▶ Task list:
1. Answer these questions from the text on the officers' disciplinary case, one answer per line, labeled to match:
(a) Who was the hearing officer at the Civil Service Commission?
(b) Which judge reviewed the case in Denver District Court?
(c) What did the officers argue before the Court of Appeals?
2. In the text on the officers' disciplinary case, write out the passage starting with "From there, the" and going on through "the disciplinary decision.", renaming "Denver District Court" as "Denver County Court".
3. Write what comes next in the text on the officers' disciplinary case, picking up after its final sentence.

The city opened an investigation and the deputy executive director of safety determined Stuper and Finneran violated departmental policy with their inadequate investigation.
The officers appealed to the Civil Service Commission, where hearing officer Daniel C. Ferguson agreed that Stuper and Finneran were legally permitted to investigate further, and they should have separated the victim from the abuser to accurately determine whether she needed help.
The officers’ actions were “substantially arbitrary to the values of the Department and substantially interfered with its operations and professional image and involved a demonstrable serious risk to public safety,” he wrote.
From there, the officers sought judicial review in Denver District Court. Judge Jon J. Olafson once again concluded that the evidence supported the disciplinary decision.

Finally, they turned to the Court of Appeals, arguing that their actions respected the victim’s constitutional rights.
“The record as a whole demonstrates that the female resident at the scene clearly and unequivocally revoked Appellants’ right to continue their warrantless search in this case. To expect law enforcement officers to continue a warrantless search when no Fourth Amendment exception or exigency is present is wholly violative of citizens’ Fourth Amendment Rights,” wrote the officers’ lawyers. “When the alleged victim asked the Officers to leave, they had no authority to remain.”

▶ Supplied information:
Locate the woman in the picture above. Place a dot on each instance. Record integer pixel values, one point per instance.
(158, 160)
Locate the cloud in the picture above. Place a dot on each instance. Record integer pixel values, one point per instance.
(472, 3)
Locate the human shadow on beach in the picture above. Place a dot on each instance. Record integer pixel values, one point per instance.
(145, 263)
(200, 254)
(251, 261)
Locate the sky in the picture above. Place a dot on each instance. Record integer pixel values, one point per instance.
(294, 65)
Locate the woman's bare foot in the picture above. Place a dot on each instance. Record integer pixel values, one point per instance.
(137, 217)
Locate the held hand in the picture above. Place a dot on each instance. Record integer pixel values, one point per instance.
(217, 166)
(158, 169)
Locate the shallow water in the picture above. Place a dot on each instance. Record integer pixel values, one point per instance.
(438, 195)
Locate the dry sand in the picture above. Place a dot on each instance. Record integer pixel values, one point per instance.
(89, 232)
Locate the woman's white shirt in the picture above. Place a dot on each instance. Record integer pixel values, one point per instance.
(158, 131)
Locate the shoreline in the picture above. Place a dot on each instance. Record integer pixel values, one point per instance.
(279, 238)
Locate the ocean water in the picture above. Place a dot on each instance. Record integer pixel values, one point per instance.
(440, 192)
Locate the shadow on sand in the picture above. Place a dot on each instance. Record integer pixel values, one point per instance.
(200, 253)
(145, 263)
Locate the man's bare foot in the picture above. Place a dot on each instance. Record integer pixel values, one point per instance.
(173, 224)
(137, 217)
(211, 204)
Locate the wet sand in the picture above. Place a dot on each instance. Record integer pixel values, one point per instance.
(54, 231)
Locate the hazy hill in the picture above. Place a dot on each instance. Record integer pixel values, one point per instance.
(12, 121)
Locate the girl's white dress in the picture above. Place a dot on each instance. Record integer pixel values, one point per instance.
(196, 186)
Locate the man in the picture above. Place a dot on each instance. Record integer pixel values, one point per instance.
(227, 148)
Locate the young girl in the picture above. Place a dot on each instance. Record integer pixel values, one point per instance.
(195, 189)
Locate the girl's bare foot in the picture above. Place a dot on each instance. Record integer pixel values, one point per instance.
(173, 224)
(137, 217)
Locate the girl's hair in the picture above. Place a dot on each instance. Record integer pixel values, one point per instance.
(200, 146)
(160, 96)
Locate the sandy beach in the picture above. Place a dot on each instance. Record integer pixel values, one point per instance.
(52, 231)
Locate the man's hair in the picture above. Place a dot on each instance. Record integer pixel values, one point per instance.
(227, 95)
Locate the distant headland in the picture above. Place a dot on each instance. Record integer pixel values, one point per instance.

▶ Results of the exercise:
1.
(a) Daniel C. Ferguson
(b) Judge Jon J. Olafson
(c) They argued that their actions respected the victim's constitutional rights.

2.
From there, the officers sought judicial review in Denver County Court. Judge Jon J. Olafson once again concluded that the evidence supported the disciplinary decision.

3.
“Appellants had sufficient information from the 911 call to reasonably believe there was a domestic violence issue,” countered Assistant City Attorney Margaret C. Tharp. Yet, they left “a woman severely injured in the hands of her abuser after only a 3-minute cursory investigation that was primarily composed of conversing with the abuser himself.”
The Court of Appeals panel acknowledged Denver’s own procedural violations during the case, by “misplacing” the hearing transcripts and failing to disclose video evidence. However, the panel concluded the violations did not change the fact that the evidence supported the discipline on the officers.
Johnson rejected the officers’ argument that they complied with the Fourth Amendment by leaving the home after the victim asked them to.
“As the Commission reasoned, the male’s admission of an earlier argument, along with the dispatch information the officers had received, was ‘sufficient to provide exigent circumstances to permit them to investigate more thoroughly to determine whether the (victim) was in need of assistance’,” she wrote.
The case is Stuper et al. v. City and County of Denver.